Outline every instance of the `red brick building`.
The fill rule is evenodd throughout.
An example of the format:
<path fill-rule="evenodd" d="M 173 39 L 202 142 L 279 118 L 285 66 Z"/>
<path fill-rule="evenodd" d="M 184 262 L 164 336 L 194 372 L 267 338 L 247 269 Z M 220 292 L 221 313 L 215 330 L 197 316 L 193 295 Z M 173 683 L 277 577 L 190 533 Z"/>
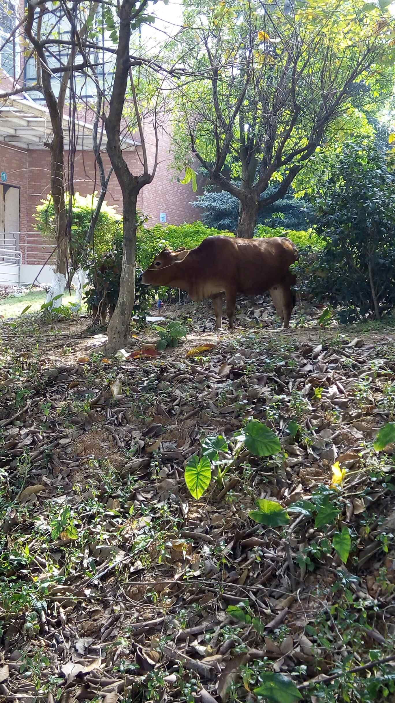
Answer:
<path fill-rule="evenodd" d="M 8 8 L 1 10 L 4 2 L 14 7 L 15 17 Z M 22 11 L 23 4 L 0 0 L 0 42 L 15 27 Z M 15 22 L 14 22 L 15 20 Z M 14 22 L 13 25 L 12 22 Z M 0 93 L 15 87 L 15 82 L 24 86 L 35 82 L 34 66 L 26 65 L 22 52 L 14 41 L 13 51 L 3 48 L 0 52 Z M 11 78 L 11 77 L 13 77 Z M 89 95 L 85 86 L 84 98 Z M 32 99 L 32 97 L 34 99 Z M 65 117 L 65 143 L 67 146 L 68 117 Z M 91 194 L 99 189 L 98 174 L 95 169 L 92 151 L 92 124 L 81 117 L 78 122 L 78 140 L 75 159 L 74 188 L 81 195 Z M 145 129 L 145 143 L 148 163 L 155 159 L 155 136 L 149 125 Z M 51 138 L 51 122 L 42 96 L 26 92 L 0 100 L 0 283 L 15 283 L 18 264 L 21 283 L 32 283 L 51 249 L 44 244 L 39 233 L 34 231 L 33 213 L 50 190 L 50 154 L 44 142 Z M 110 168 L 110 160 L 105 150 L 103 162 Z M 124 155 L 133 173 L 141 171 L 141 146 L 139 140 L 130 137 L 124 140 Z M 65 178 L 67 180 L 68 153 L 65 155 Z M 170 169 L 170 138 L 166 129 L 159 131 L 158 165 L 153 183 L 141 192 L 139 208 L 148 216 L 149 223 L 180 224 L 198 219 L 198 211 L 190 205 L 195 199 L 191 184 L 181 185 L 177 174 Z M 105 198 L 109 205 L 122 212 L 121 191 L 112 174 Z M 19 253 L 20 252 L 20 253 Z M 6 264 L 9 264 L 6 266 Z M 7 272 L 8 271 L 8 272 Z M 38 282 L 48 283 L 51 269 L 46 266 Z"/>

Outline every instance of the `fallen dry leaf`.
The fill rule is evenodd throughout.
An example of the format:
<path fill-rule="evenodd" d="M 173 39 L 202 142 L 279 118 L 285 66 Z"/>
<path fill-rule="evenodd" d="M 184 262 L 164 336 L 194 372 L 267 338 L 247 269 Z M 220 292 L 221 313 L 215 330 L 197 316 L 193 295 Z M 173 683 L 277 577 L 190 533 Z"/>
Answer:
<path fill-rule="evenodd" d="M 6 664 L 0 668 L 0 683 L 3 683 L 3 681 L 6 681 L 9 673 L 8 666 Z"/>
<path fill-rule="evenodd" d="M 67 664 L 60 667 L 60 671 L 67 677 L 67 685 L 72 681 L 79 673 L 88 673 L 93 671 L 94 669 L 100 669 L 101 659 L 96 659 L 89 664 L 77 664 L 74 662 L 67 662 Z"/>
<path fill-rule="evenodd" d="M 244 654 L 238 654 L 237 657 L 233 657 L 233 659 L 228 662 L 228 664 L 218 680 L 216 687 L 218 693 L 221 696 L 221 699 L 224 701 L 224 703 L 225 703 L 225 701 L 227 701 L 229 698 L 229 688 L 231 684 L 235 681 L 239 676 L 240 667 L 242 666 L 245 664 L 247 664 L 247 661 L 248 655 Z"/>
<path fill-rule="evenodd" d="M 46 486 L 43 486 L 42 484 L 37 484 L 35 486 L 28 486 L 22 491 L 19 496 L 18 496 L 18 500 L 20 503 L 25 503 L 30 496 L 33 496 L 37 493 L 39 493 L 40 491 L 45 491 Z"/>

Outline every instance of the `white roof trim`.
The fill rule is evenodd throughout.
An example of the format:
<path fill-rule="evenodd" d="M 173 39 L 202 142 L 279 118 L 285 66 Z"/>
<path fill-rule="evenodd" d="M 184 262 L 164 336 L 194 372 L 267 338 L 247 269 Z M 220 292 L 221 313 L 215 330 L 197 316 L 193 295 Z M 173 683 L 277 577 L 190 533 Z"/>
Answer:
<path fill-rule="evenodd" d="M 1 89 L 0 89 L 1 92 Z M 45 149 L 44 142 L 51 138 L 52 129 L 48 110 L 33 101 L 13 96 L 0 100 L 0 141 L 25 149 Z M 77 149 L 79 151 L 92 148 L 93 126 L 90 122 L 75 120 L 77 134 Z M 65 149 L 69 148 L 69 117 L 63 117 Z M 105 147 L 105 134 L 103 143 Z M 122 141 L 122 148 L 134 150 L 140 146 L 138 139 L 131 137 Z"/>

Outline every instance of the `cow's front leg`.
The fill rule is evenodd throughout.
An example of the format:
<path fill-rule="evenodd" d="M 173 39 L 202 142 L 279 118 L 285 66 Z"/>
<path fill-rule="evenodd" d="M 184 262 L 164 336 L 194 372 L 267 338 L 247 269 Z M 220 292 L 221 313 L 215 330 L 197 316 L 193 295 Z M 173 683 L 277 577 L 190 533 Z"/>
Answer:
• • • • • • •
Your instructions ::
The entries above are to be returned exactly, without their pictures.

Task solution ::
Outline every instance of the `red brick building`.
The fill rule is evenodd throughout.
An example of the format:
<path fill-rule="evenodd" d="M 173 39 L 202 142 L 279 118 L 285 66 Z"/>
<path fill-rule="evenodd" d="M 184 262 L 164 336 L 194 372 L 267 338 L 247 269 Z M 220 292 L 221 313 L 215 330 L 197 316 L 193 295 Z M 173 683 L 277 577 L 190 533 Z"/>
Answer:
<path fill-rule="evenodd" d="M 8 8 L 1 10 L 4 2 L 14 7 L 15 17 Z M 22 11 L 23 4 L 0 0 L 0 42 L 15 27 Z M 15 22 L 14 22 L 15 20 Z M 14 22 L 13 25 L 12 22 Z M 0 93 L 15 87 L 15 82 L 24 86 L 35 82 L 34 66 L 26 65 L 22 52 L 14 41 L 13 51 L 3 48 L 0 52 Z M 11 78 L 11 77 L 13 77 Z M 89 95 L 85 86 L 84 98 Z M 32 99 L 32 97 L 34 99 Z M 65 117 L 65 143 L 67 146 L 68 117 Z M 91 194 L 99 189 L 98 174 L 95 169 L 92 151 L 92 124 L 81 117 L 78 122 L 78 140 L 75 159 L 74 188 L 81 195 Z M 145 129 L 145 143 L 148 163 L 155 159 L 155 136 L 149 125 Z M 51 138 L 51 122 L 42 96 L 26 92 L 0 100 L 0 283 L 15 283 L 18 264 L 21 283 L 32 283 L 51 249 L 44 244 L 39 233 L 34 231 L 33 213 L 50 190 L 50 154 L 44 142 Z M 110 168 L 110 160 L 105 150 L 103 162 Z M 124 155 L 133 173 L 141 171 L 141 146 L 139 140 L 130 137 L 124 140 Z M 65 178 L 67 180 L 68 153 L 65 155 Z M 170 169 L 170 138 L 166 129 L 159 131 L 158 165 L 153 183 L 141 192 L 139 208 L 148 216 L 149 223 L 180 224 L 198 219 L 198 211 L 190 205 L 195 199 L 191 184 L 181 185 L 177 174 Z M 105 198 L 109 205 L 122 212 L 121 191 L 112 174 Z M 19 253 L 20 252 L 20 253 Z M 6 264 L 9 264 L 6 266 Z M 7 272 L 8 271 L 8 272 Z M 38 282 L 48 283 L 51 269 L 46 266 Z"/>

Outline every instance of the `fallen dry leaf`.
The fill rule is evenodd throughout.
An example of the format:
<path fill-rule="evenodd" d="M 173 39 L 202 142 L 279 118 L 285 66 Z"/>
<path fill-rule="evenodd" d="M 184 262 L 164 336 L 194 372 L 267 338 L 247 269 Z M 220 292 L 221 313 L 215 330 L 197 316 L 193 295 Z M 173 683 L 277 577 L 190 533 Z"/>
Answer:
<path fill-rule="evenodd" d="M 6 664 L 0 668 L 0 683 L 3 683 L 3 681 L 6 681 L 9 673 L 8 666 Z"/>
<path fill-rule="evenodd" d="M 67 664 L 60 667 L 60 671 L 67 677 L 67 685 L 72 681 L 79 673 L 88 673 L 93 671 L 94 669 L 100 669 L 101 659 L 96 659 L 89 664 L 77 664 L 74 662 L 67 662 Z"/>
<path fill-rule="evenodd" d="M 244 654 L 238 654 L 237 657 L 233 657 L 233 659 L 228 662 L 228 664 L 218 680 L 216 687 L 218 693 L 221 696 L 221 699 L 224 701 L 224 703 L 225 703 L 225 701 L 227 701 L 229 698 L 229 688 L 231 684 L 235 681 L 239 676 L 240 667 L 242 666 L 245 664 L 247 664 L 247 661 L 248 655 Z"/>
<path fill-rule="evenodd" d="M 46 486 L 43 486 L 42 484 L 37 484 L 35 486 L 28 486 L 22 491 L 19 496 L 18 496 L 18 500 L 20 503 L 25 503 L 30 496 L 33 496 L 37 493 L 39 493 L 40 491 L 45 491 Z"/>

Outline every instance of the `white roof trim`.
The fill rule is evenodd throughout.
An example of the format:
<path fill-rule="evenodd" d="M 173 39 L 202 142 L 279 118 L 285 66 Z"/>
<path fill-rule="evenodd" d="M 184 262 L 164 336 L 194 372 L 267 338 L 247 269 Z M 220 292 L 221 313 L 215 330 L 197 316 L 193 295 Z M 173 683 L 277 577 L 190 533 Z"/>
Answer:
<path fill-rule="evenodd" d="M 1 89 L 0 89 L 1 92 Z M 45 149 L 44 142 L 51 138 L 52 129 L 48 110 L 33 101 L 13 96 L 0 100 L 0 141 L 25 149 Z M 77 149 L 79 151 L 92 148 L 93 126 L 90 122 L 75 120 L 77 134 Z M 65 149 L 69 148 L 69 117 L 63 117 Z M 105 147 L 105 134 L 103 143 Z M 122 141 L 122 148 L 134 150 L 140 146 L 138 139 L 131 137 Z"/>

Outline every instance of the `cow's front leg`.
The fill rule is evenodd throughout.
An example of the format:
<path fill-rule="evenodd" d="M 173 39 L 202 142 L 279 118 L 285 66 Z"/>
<path fill-rule="evenodd" d="M 184 262 L 164 336 L 194 372 L 267 338 L 247 269 Z M 220 292 L 221 313 L 215 330 L 197 316 L 193 295 Z M 173 683 L 277 577 L 190 533 Z"/>
Answer:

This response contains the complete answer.